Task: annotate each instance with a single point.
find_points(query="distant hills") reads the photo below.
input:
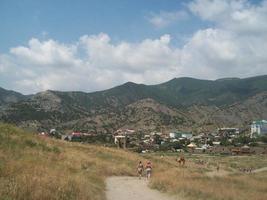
(181, 103)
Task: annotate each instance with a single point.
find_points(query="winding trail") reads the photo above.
(131, 188)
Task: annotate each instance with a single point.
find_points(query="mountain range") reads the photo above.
(186, 104)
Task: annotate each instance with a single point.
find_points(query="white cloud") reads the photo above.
(234, 15)
(233, 46)
(164, 19)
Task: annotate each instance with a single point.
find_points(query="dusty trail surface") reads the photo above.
(131, 188)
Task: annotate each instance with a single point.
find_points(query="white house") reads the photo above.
(258, 128)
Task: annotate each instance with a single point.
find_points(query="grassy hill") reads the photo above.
(33, 167)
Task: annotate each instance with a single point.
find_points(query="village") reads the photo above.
(226, 141)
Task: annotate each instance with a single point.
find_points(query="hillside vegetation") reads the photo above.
(193, 103)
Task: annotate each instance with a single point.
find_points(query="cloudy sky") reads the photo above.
(97, 44)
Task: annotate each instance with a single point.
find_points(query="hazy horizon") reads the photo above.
(95, 45)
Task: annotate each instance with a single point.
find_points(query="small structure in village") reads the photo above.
(120, 137)
(258, 128)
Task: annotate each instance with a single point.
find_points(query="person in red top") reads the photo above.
(148, 169)
(140, 169)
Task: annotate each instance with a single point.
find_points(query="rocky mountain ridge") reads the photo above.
(182, 103)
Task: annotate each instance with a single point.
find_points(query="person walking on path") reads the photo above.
(148, 169)
(140, 169)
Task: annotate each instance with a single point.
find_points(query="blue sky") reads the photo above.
(65, 20)
(97, 44)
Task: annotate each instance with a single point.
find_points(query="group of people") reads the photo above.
(147, 168)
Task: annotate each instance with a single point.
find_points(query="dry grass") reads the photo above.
(32, 167)
(192, 182)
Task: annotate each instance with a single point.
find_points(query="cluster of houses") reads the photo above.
(213, 142)
(174, 140)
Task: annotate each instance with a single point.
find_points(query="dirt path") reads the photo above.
(131, 188)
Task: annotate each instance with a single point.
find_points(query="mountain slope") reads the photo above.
(190, 103)
(9, 96)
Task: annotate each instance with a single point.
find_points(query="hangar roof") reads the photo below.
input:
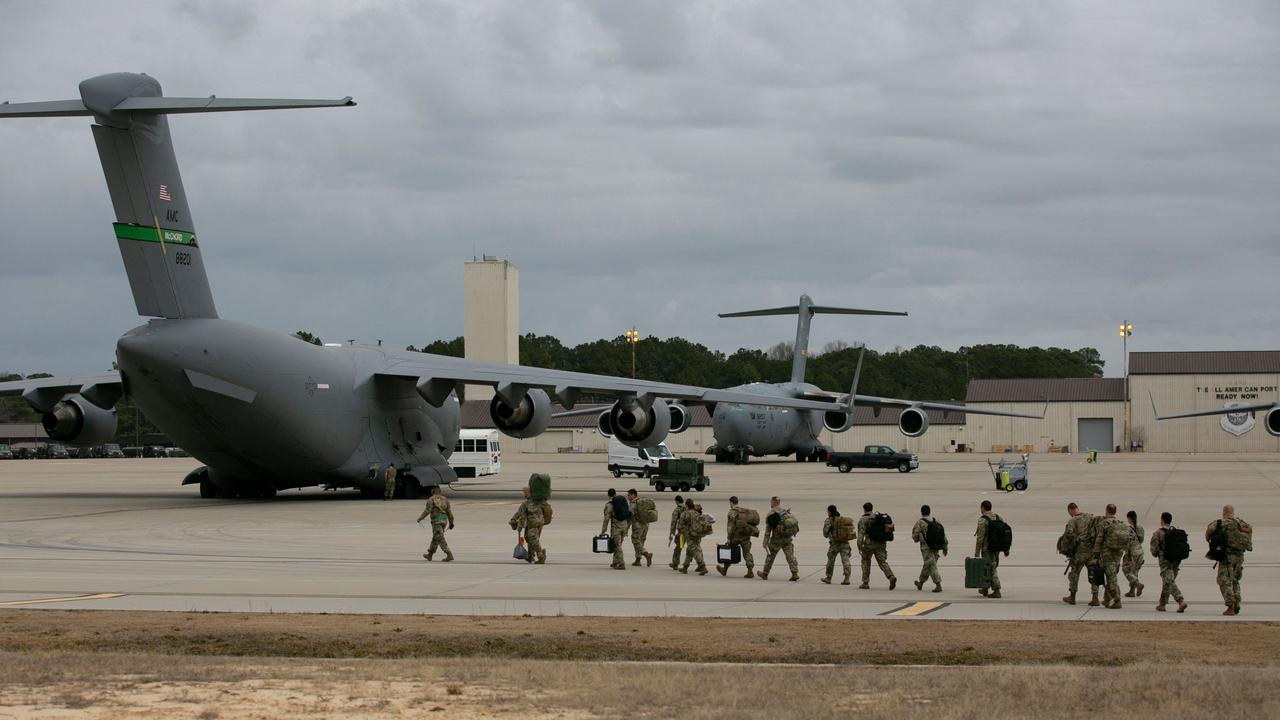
(1214, 361)
(1054, 390)
(475, 414)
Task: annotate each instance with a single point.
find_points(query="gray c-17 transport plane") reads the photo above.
(744, 431)
(263, 410)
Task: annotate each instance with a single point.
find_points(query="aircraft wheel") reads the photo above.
(208, 488)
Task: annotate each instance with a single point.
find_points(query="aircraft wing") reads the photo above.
(103, 390)
(438, 374)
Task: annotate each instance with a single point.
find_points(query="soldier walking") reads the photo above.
(617, 520)
(777, 538)
(869, 547)
(837, 531)
(1109, 547)
(933, 540)
(1077, 545)
(1133, 557)
(740, 533)
(389, 482)
(987, 548)
(640, 515)
(1169, 547)
(440, 514)
(673, 533)
(694, 527)
(530, 518)
(1235, 540)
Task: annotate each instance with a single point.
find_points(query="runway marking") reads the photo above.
(68, 598)
(915, 609)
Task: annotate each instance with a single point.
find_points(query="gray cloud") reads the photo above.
(1008, 172)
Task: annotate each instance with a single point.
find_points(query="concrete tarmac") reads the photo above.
(124, 534)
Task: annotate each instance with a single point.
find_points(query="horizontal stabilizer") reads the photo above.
(814, 309)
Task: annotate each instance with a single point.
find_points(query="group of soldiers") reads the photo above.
(1105, 547)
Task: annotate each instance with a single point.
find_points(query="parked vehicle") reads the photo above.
(680, 473)
(874, 456)
(478, 452)
(641, 461)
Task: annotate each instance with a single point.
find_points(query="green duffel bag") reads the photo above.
(540, 487)
(977, 573)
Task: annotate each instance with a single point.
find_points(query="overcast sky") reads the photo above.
(1008, 172)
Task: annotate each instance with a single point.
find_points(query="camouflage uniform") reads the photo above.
(639, 532)
(442, 515)
(389, 483)
(1230, 570)
(1133, 560)
(673, 534)
(868, 548)
(617, 532)
(1110, 557)
(929, 569)
(1080, 529)
(833, 548)
(740, 534)
(777, 542)
(981, 551)
(1168, 569)
(691, 527)
(529, 516)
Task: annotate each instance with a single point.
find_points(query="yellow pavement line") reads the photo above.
(917, 609)
(69, 598)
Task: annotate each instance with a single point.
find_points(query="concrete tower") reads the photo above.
(490, 315)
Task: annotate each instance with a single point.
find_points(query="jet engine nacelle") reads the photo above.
(635, 425)
(913, 422)
(836, 420)
(1272, 422)
(528, 418)
(78, 422)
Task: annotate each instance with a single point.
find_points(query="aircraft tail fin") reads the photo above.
(805, 310)
(152, 222)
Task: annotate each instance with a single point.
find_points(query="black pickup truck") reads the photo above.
(873, 456)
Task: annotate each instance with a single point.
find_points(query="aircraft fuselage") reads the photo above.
(260, 406)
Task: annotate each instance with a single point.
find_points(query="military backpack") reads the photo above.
(881, 528)
(645, 510)
(1000, 536)
(1175, 547)
(842, 528)
(935, 536)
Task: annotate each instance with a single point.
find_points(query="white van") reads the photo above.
(479, 452)
(640, 460)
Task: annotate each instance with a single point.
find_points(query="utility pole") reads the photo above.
(1125, 331)
(632, 338)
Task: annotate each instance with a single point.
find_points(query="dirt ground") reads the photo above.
(106, 664)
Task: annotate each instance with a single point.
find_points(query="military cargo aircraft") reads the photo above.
(744, 431)
(263, 410)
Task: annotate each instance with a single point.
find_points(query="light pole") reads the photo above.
(632, 338)
(1125, 331)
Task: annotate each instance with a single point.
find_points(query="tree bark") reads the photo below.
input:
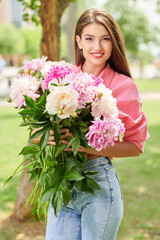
(50, 16)
(69, 29)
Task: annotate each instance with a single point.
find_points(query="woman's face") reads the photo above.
(96, 44)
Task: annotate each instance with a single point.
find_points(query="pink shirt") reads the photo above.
(129, 105)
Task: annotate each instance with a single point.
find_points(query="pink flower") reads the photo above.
(26, 85)
(104, 133)
(82, 83)
(34, 65)
(96, 80)
(105, 104)
(58, 73)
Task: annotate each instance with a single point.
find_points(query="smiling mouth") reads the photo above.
(97, 55)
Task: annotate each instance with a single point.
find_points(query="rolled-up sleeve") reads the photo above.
(129, 105)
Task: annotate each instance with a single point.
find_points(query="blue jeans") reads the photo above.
(90, 216)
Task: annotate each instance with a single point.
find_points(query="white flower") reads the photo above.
(105, 104)
(63, 101)
(64, 82)
(25, 85)
(45, 69)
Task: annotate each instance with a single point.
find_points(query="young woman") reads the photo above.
(99, 49)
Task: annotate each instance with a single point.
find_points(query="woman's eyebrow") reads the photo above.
(90, 35)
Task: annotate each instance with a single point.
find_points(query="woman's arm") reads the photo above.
(122, 149)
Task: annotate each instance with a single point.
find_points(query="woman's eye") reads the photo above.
(88, 39)
(106, 39)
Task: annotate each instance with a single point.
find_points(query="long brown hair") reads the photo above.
(117, 60)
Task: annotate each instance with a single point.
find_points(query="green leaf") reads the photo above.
(66, 123)
(75, 146)
(44, 138)
(29, 149)
(57, 176)
(29, 102)
(60, 149)
(57, 134)
(23, 124)
(57, 201)
(38, 133)
(47, 194)
(45, 179)
(121, 137)
(66, 195)
(74, 176)
(42, 100)
(71, 142)
(92, 184)
(27, 113)
(90, 172)
(68, 167)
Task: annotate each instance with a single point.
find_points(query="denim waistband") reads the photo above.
(95, 162)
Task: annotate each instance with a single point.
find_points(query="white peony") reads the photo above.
(25, 85)
(46, 67)
(105, 104)
(64, 82)
(63, 101)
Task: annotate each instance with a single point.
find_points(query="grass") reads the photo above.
(139, 178)
(146, 85)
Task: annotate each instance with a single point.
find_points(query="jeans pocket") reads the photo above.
(119, 185)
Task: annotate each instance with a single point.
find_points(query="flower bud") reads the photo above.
(60, 112)
(74, 115)
(52, 119)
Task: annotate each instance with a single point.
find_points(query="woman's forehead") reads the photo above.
(95, 29)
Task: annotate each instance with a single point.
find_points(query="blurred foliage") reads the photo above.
(24, 41)
(137, 31)
(32, 39)
(11, 41)
(32, 9)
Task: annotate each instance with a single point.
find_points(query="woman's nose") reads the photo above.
(97, 45)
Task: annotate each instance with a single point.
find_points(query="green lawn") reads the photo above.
(139, 176)
(146, 85)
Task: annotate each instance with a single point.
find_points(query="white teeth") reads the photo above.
(97, 54)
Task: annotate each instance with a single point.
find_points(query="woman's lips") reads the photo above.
(97, 55)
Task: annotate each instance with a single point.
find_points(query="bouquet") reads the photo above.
(52, 96)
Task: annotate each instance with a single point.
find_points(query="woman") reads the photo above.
(99, 49)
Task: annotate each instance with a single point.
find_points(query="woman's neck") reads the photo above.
(92, 69)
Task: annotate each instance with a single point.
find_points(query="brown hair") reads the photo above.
(117, 60)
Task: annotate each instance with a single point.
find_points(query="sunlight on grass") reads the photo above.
(148, 84)
(139, 176)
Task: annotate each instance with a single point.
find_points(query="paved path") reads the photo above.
(143, 95)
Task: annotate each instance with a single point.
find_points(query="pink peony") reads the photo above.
(34, 65)
(58, 73)
(26, 85)
(104, 133)
(96, 80)
(105, 105)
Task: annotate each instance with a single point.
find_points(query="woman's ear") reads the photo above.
(78, 40)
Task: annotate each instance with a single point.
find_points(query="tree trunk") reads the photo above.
(69, 29)
(50, 16)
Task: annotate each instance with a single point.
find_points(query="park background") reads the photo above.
(139, 176)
■ ■ ■ ■ ■
* [Problem statement]: Return each line of the data above that contains the string "path", reproducing every such line in full.

* [Solved exercise]:
find_points(query="person walking on path") reads the photo above.
find_points(query="dirt path") reads the photo above.
find_points(query="paved path") reads the photo above.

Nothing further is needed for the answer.